REQUIRED ACTIONS ::
a) In the passage on foreign aid for Africa, what does the report recognize should be among the core factors in designing foreign development aid programs for Africa?
b) Duplicate the part of the passage on foreign aid for Africa starting at "In this sense, whether" and ending at "neo-liberal values.".

SELECTED EXCERPT ::
⁂

The noting of African Renaissance as a positive
advancements in the report, which more or less
recognises that Africa’s history, experiences, norms,
values and traditions should be part of the core factors
in designing foreign development aid programs for
Africa, confirms the growing impart of international
development literature and research in this direction.
In this sense, whether there is “decline in sub-Saharan
living standards,” among other declines in development
indicators,” the key thinking is not overly having any
trouble with the neo-liberal paradigms driving foreign
aid programs for Africa, but the ability to have
thorough grasp of the development challenges facing
Africa from within the continent’s history, values and
experiences in relation to the dominant Western
neo-liberal values.

⁂

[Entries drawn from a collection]
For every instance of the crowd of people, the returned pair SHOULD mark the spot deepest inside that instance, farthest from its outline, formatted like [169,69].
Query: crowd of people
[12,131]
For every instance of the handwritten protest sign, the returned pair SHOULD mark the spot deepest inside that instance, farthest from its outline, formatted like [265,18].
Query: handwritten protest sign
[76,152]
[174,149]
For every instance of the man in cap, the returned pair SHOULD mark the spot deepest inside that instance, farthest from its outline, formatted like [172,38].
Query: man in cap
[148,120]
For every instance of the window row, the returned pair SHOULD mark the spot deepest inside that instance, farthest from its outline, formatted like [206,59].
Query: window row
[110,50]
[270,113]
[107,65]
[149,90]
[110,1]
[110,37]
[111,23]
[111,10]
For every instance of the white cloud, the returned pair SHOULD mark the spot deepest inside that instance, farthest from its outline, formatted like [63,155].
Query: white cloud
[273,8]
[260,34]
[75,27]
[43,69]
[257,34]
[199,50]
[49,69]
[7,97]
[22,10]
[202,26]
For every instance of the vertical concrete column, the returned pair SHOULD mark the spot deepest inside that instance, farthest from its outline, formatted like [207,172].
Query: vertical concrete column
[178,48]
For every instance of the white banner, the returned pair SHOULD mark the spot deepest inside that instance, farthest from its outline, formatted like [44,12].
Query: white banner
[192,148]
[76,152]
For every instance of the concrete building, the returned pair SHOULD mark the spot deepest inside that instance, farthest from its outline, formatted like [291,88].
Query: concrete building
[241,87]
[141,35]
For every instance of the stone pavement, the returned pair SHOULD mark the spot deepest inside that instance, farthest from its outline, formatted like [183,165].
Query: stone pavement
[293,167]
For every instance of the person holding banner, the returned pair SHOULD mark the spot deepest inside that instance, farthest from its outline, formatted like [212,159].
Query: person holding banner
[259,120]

⁂

TASK SOLUTIONS ::
a) Africa’s history, experiences, norms, values and traditions.

b)
In this sense, whether there is “decline in sub-Saharan
living standards,” among other declines in development
indicators,” the key thinking is not overly having any
trouble with the neo-liberal paradigms driving foreign
aid programs for Africa, but the ability to have
thorough grasp of the development challenges facing
Africa from within the continent’s history, values and
experiences in relation to the dominant Western
neo-liberal values.